* EXERCISE DIRECTIONS
If a picture appears in the records, leave it out and transcribe the rest exactly.

* MATERIAL FOR THE TASK
++++++

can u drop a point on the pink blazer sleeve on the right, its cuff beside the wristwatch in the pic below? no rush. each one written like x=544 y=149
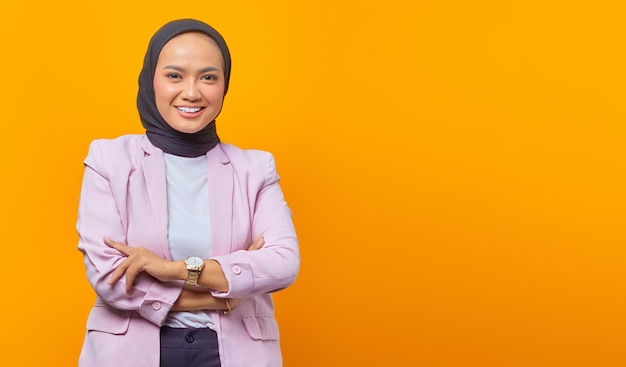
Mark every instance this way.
x=276 y=265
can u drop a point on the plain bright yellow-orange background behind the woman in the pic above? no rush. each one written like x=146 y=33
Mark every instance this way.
x=455 y=168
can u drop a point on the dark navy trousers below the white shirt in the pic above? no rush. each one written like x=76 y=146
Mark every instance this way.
x=189 y=348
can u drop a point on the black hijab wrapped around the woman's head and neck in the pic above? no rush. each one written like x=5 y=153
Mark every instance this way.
x=158 y=131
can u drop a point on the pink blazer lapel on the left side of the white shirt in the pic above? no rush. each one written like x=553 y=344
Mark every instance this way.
x=156 y=184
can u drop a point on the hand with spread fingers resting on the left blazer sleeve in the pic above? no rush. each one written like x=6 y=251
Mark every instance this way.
x=140 y=259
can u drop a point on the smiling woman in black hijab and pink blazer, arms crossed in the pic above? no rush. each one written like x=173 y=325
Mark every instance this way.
x=184 y=237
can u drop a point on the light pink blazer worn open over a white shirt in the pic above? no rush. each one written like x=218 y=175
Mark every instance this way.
x=124 y=198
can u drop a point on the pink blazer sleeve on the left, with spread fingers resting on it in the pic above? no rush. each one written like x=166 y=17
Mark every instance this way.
x=102 y=214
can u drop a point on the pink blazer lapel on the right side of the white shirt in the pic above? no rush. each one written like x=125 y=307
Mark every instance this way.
x=221 y=187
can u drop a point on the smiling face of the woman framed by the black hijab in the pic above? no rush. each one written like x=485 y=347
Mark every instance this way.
x=189 y=82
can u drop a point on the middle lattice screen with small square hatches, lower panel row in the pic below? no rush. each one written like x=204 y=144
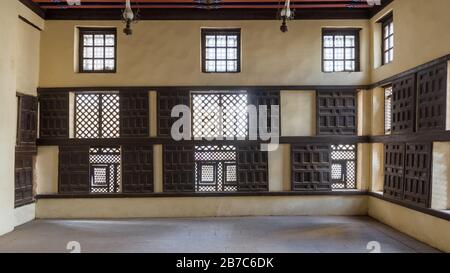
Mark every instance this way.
x=215 y=168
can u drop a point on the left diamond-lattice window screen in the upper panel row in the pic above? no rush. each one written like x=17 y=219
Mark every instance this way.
x=97 y=116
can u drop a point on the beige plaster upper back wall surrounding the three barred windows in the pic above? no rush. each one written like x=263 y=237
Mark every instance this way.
x=168 y=53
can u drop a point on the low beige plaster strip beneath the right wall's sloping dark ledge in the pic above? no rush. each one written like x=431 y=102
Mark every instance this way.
x=428 y=229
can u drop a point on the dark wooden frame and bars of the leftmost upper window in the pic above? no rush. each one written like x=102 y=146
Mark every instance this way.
x=93 y=31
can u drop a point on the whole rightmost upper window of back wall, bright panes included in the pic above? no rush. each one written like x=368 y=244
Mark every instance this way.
x=340 y=50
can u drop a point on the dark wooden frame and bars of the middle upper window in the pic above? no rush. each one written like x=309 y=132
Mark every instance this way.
x=221 y=31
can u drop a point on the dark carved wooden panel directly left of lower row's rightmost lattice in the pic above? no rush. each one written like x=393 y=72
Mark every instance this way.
x=310 y=164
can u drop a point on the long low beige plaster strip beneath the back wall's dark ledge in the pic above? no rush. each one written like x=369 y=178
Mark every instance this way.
x=201 y=206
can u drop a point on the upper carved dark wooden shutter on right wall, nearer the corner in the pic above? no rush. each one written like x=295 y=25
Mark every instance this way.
x=403 y=105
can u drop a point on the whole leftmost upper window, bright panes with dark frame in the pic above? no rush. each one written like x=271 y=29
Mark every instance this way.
x=97 y=50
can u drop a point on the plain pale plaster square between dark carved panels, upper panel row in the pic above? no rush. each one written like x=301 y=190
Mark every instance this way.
x=298 y=113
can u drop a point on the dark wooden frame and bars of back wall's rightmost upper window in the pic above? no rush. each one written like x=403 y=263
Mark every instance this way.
x=344 y=32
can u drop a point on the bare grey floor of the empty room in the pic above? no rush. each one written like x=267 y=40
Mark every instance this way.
x=246 y=234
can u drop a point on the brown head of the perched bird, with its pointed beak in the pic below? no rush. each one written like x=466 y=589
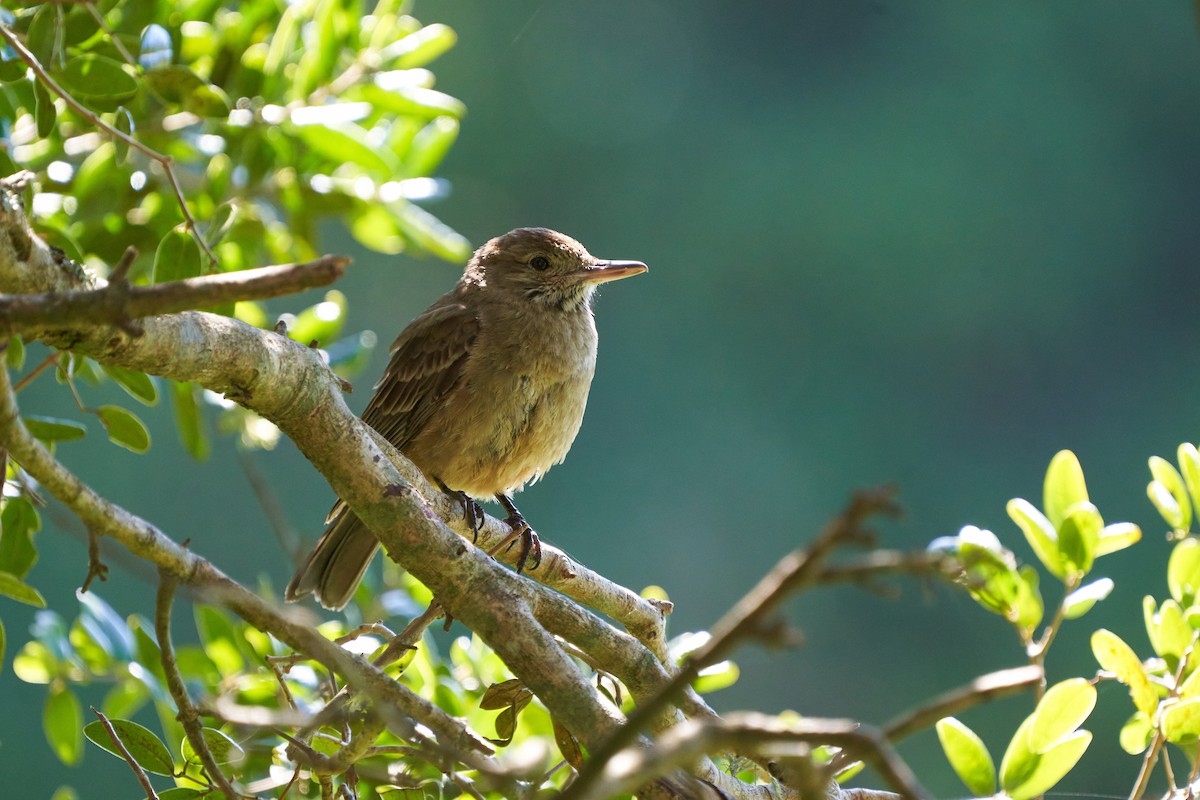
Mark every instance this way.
x=544 y=267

++++++

* RESULT
can u drop a point on the pink blazer sleeve on the right, its cuff beside the wristwatch in the pic below? no rush. each one written like x=544 y=149
Mark every instance this way.
x=276 y=265
can u drop a point on the plain bright yellow-orange background behind the woman in the pic above? no rush. each one written like x=146 y=33
Mark every instance this way.
x=455 y=168
can u drop a point on the dark navy trousers below the white shirt in the pic above? no rush. each one written like x=76 y=146
Mark every instance this way.
x=189 y=348
can u drop a point on the black hijab wrapped around the woman's head and neck in the pic above? no rush. each one written like x=5 y=153
Mark every instance this way.
x=158 y=131
can u drop a point on the pink blazer lapel on the left side of the white shirt in the pic above? no rush. each one written like x=553 y=344
Mark every instance this way.
x=156 y=184
can u drop a point on the hand with spread fingers resting on the left blazer sleeve in the pic above? no rush. each one written like x=6 y=251
Mark every instance this way.
x=140 y=259
can u drop a point on the smiling woman in black hijab and pink blazer, arms crossed in the pic above? no rush. each one written like x=173 y=325
Mark every instance this way.
x=184 y=237
can u drop a point on the light pink blazer worn open over a white shirt in the pic above? no rush. each one written like x=218 y=175
Mark every instance this way.
x=124 y=198
can u drop a point on the pink blazer sleeve on the left, with spread fingers resting on it in the pic above? no rush. each one written like x=166 y=17
Mark every instance this way.
x=102 y=214
can u drop a point on the pink blazer lapel on the right side of the white shirt in the pic above? no rush. each one written like x=125 y=307
Mark every instance this way.
x=221 y=187
can u drop a point on the smiling face of the woman framed by the black hijab in the pic above? no rush. each one written like x=485 y=347
Mark every instance this way.
x=189 y=82
can u drop a point on the middle lattice screen with small square hatches, lower panel row in the pic below? no rush. each one written like x=204 y=144
Mark every instance this way.
x=215 y=168
can u drop a point on the left diamond-lattice window screen in the upper panel row in the pic above? no rush. each one written like x=17 y=219
Mark every instance this way.
x=97 y=116
can u drop a point on the beige plaster upper back wall surrounding the three barred windows in the pic above? no rush. each one written like x=263 y=237
Mark every instance this way.
x=168 y=53
can u drop a point on the low beige plaster strip beneath the right wall's sloping dark ledge in the pic above? no rush. each one written like x=431 y=102
Mark every instance this way.
x=428 y=229
can u drop a point on the dark wooden frame and bars of the leftmost upper window in the pic above? no rush. each one written like x=102 y=146
Mark every instance this way.
x=93 y=31
can u drop a point on the whole rightmost upper window of back wall, bright panes included in the pic above? no rush. each one written like x=368 y=244
Mark every instance this way.
x=340 y=50
can u drop a point on the dark wooden frame and bars of the middle upper window in the pic above? no rush. each one written like x=309 y=132
Mark every instance this way.
x=221 y=31
can u drop a point on the dark carved wooden panel directly left of lower row's rightmost lattice in the pic above? no rush. each one written like x=393 y=72
Mark every instance this way.
x=310 y=164
can u drop a point on the long low beige plaster strip beneath the back wall's dark ledge in the pic above? no rush. each one written like x=369 y=178
Mark every instance this way.
x=201 y=206
can u drop a point on the upper carved dark wooden shutter on right wall, nearer the corner in the pic above? no rush. each one written like x=295 y=25
Mark every instance this way.
x=403 y=105
can u drop a point on the whole leftmost upper window, bright panes with dark frame in the pic above? no rush. each one written like x=271 y=29
Mark every instance this way.
x=97 y=50
can u drop a point on the plain pale plaster square between dark carved panels, upper panel row in the pic above? no rush. each one written like x=301 y=190
Mark every instance this way.
x=298 y=113
can u drop a point on the dark wooden frame and bars of back wall's rightmost upper window in the pic above? no rush. each one written like x=403 y=263
Mark every instance this way.
x=344 y=32
can u drop a point on the bare grey floor of the empty room in the pic above? no rush. each one written like x=267 y=40
Mark every instance this way.
x=246 y=234
can u drop a point on the brown head of the perched bird, with its pointed beak in the pic below? no rush. each one written like x=466 y=589
Mark every instance this way.
x=544 y=267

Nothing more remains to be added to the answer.